• Extracted entries:
==========
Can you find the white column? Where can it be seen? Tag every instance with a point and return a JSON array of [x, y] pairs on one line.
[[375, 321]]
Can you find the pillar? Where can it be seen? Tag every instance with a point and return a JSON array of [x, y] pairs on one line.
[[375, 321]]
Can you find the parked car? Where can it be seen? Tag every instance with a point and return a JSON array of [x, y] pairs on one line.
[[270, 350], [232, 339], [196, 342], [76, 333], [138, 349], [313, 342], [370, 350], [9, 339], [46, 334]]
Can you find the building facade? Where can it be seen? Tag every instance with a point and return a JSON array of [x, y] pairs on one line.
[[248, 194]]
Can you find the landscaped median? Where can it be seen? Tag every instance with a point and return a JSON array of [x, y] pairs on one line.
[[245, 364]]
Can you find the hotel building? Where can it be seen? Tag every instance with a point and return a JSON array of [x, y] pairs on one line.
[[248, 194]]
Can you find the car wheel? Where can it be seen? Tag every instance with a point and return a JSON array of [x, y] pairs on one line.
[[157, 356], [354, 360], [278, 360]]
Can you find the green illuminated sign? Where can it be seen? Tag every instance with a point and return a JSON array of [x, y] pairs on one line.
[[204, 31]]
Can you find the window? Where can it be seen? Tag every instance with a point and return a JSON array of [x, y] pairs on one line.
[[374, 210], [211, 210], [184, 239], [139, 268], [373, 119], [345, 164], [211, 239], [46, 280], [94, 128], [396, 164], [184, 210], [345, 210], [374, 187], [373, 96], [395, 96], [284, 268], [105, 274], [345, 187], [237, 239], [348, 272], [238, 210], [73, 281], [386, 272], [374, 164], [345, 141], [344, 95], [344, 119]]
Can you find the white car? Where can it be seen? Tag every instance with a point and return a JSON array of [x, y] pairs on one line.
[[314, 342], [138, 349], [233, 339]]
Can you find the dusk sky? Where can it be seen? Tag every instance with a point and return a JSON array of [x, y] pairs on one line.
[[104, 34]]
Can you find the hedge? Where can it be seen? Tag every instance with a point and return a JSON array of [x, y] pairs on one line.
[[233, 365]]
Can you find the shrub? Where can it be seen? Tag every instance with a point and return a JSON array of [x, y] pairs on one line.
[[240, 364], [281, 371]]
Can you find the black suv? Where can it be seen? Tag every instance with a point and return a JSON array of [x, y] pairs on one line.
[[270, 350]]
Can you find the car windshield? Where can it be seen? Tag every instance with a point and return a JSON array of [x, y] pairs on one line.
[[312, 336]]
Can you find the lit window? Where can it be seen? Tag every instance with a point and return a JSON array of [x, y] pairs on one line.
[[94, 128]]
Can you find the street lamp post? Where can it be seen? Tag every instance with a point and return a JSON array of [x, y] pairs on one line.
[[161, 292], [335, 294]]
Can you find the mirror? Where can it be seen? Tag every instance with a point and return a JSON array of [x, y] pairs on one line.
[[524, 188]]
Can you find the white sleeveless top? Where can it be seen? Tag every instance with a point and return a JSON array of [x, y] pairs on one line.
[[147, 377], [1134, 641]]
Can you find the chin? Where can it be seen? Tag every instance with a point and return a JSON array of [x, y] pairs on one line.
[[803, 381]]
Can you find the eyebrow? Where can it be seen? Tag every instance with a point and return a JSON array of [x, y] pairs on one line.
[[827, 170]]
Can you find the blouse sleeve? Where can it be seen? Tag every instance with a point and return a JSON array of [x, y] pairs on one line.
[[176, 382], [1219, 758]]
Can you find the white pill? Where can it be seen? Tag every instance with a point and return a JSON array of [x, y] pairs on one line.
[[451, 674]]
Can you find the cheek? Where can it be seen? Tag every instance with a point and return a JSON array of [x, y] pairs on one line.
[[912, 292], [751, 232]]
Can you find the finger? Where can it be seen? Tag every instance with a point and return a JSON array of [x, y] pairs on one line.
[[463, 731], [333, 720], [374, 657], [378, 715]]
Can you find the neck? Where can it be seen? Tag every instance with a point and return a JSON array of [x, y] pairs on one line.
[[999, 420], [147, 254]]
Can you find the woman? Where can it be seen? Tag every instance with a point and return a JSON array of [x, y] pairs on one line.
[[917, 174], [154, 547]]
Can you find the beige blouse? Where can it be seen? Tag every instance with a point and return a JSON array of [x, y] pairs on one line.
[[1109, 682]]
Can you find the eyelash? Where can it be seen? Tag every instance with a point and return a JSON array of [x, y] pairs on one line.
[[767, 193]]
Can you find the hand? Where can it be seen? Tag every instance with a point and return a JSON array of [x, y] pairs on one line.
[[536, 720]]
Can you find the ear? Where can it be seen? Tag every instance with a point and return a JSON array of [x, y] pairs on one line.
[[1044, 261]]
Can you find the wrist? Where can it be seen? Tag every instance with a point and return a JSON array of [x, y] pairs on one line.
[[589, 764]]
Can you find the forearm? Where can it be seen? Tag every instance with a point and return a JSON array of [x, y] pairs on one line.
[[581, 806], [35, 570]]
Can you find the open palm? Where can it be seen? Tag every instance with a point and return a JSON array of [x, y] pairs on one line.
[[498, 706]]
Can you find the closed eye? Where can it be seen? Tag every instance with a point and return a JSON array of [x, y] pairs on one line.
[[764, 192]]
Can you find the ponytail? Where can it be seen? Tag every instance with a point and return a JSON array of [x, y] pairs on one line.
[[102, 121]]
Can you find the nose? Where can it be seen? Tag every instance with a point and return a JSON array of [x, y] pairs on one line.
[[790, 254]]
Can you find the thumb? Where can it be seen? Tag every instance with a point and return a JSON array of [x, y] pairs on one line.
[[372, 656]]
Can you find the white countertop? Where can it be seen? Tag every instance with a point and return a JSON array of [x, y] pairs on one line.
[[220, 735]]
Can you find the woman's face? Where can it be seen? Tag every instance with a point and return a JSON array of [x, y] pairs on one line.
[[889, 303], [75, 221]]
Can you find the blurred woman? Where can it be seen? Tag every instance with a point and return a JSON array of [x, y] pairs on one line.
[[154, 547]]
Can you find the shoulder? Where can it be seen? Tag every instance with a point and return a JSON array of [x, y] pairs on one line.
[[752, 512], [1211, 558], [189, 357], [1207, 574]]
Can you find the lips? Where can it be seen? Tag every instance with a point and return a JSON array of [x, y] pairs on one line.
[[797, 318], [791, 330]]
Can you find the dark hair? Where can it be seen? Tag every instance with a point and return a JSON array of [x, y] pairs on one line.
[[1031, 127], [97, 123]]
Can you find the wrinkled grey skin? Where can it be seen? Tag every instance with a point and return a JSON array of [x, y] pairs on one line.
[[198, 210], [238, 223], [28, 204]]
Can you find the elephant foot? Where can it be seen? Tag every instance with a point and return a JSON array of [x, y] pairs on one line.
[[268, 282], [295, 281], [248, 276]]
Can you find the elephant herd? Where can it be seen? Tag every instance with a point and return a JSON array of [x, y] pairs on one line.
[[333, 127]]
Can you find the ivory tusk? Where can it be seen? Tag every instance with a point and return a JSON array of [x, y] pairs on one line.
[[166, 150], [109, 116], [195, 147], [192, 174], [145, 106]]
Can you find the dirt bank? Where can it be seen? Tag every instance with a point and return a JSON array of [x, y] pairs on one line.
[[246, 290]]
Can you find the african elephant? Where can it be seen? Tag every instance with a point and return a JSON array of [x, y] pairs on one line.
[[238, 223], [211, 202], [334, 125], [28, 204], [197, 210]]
==========
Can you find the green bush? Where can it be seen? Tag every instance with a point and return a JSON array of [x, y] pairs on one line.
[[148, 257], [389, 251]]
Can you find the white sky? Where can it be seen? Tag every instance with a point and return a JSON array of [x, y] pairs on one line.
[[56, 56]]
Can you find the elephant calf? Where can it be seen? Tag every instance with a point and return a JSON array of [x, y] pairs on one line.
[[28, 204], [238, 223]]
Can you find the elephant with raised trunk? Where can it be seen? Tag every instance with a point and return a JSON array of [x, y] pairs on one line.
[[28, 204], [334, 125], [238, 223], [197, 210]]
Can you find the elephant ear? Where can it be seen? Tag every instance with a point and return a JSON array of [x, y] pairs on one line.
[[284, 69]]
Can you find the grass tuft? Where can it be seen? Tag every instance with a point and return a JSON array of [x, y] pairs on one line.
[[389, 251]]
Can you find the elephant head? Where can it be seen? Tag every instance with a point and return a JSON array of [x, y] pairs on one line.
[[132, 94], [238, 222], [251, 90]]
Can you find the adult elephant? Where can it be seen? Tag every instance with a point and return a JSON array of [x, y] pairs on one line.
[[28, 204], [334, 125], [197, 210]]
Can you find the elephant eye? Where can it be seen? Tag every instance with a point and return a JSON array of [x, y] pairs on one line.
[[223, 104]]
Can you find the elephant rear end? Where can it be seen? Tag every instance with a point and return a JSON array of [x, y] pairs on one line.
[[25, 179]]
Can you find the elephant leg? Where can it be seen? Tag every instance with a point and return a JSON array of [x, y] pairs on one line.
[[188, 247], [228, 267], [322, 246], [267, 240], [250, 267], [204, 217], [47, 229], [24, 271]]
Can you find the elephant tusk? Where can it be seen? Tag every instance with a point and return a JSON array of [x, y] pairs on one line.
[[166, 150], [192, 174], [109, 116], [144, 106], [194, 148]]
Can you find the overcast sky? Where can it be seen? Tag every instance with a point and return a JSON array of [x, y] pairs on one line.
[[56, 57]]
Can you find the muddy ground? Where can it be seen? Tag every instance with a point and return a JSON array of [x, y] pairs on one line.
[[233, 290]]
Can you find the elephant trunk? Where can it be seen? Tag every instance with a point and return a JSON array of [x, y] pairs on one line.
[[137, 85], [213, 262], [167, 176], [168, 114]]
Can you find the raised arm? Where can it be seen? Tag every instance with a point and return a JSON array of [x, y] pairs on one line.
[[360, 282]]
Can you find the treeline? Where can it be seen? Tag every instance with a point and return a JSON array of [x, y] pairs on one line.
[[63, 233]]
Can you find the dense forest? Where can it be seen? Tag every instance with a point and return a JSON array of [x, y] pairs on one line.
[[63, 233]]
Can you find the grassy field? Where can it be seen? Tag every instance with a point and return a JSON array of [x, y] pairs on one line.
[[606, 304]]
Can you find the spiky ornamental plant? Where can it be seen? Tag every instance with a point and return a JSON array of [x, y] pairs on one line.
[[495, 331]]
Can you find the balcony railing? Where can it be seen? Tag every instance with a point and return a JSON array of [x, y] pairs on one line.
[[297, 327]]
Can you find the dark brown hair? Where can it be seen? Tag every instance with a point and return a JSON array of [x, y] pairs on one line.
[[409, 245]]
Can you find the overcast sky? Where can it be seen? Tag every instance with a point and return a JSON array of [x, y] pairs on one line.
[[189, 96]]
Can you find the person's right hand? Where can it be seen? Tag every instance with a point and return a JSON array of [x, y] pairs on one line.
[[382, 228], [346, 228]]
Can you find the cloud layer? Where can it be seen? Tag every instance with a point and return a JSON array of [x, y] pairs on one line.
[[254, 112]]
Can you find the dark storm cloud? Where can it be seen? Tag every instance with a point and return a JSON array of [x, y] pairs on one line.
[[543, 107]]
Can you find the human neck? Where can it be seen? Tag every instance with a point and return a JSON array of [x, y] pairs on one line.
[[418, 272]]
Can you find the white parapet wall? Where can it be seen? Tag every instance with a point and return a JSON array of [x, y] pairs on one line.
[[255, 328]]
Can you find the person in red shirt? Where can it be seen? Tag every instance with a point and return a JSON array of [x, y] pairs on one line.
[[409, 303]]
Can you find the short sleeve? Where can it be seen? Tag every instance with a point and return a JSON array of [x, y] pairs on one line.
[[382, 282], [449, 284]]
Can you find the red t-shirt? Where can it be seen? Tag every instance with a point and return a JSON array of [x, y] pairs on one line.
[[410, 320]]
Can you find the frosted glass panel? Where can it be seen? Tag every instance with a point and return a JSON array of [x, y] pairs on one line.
==========
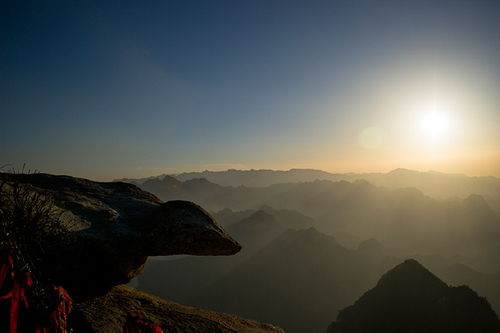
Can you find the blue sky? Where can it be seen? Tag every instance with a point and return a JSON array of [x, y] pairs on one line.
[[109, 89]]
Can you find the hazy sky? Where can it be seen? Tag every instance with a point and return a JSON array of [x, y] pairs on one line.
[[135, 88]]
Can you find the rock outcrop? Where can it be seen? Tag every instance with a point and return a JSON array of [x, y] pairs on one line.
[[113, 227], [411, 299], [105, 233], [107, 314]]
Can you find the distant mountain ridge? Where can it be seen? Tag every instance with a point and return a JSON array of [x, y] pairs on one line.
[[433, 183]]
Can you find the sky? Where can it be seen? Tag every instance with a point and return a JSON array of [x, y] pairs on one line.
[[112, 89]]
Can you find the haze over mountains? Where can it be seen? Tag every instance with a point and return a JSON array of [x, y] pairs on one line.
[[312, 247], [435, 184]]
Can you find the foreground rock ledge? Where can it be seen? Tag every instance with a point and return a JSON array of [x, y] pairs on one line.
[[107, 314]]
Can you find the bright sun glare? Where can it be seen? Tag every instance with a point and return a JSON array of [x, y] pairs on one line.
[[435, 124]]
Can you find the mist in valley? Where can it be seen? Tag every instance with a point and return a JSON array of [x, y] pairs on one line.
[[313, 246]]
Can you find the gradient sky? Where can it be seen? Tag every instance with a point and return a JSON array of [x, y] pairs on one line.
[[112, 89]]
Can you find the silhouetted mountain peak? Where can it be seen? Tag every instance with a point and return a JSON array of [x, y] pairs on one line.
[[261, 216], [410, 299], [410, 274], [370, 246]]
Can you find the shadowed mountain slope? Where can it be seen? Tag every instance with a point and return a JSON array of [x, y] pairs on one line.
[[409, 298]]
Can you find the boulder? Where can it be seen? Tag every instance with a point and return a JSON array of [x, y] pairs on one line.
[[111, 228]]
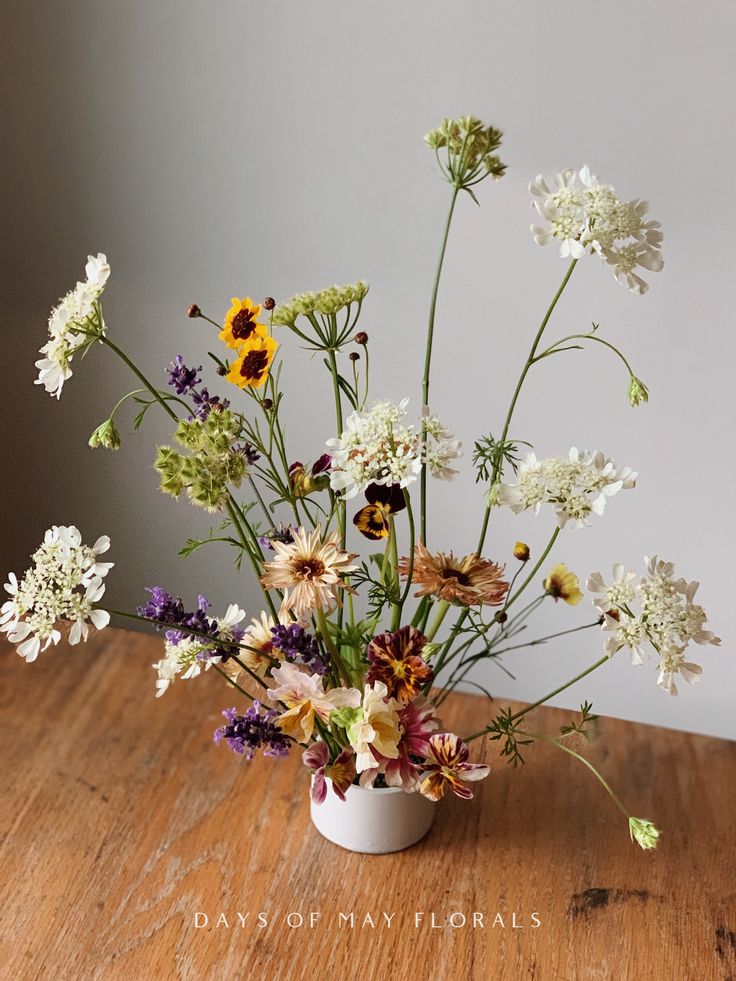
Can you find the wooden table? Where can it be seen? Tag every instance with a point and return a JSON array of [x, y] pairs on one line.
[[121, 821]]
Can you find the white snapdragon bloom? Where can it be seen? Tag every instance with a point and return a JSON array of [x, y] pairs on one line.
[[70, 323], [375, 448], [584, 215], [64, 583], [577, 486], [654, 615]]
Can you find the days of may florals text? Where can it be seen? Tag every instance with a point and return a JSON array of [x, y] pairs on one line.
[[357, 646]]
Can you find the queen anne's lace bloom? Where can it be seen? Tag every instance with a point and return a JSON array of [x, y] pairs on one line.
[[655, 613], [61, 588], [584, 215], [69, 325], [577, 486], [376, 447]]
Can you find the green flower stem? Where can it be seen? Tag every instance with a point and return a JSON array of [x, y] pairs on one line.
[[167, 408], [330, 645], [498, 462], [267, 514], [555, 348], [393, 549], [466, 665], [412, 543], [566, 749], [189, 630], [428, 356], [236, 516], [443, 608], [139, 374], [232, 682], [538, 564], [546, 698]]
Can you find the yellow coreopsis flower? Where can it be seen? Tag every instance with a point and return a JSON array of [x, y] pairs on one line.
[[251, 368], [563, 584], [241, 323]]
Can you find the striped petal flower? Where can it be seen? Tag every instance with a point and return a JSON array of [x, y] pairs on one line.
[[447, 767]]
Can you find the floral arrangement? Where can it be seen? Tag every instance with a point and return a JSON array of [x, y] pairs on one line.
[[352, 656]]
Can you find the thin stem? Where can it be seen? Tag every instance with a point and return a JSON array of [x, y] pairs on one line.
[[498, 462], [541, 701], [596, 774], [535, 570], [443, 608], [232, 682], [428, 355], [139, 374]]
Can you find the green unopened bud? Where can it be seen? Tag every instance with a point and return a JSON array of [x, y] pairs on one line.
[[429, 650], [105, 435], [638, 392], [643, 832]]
==========
Copy out, character for character, the stretch of lines from the one containing "Can you find the treeline?" through the one containing "[[409, 245]]", both ends included.

• Written answer:
Can you find the treeline? Where can it be seen? Tag every instance with a point and return a JSON array of [x, y] pairs on one line.
[[63, 233]]
Can you find the dense forest? Where can it be seen? Tag every instance with a point and return a JSON array of [x, y] pairs on one line.
[[63, 233]]
Can you find the grassy field? Where can it be seen? Tag every instance with a point and return a JSON array of [x, y] pairs on one line.
[[606, 304]]
Can you find the spiky ornamental plant? Where can it be seen? Tag every instance with a point and return a JSON array of [x, y] pairs on one line.
[[495, 331]]
Can you find the balcony railing? Where can it be seen? Tag every instance with a point and return a JSON array of [x, y] pairs on one line.
[[297, 327]]
Can you find the dark brown hair? Where can it be seen? Tag every instance with a point and return a JSON array of [x, y] pairs on one line.
[[409, 245]]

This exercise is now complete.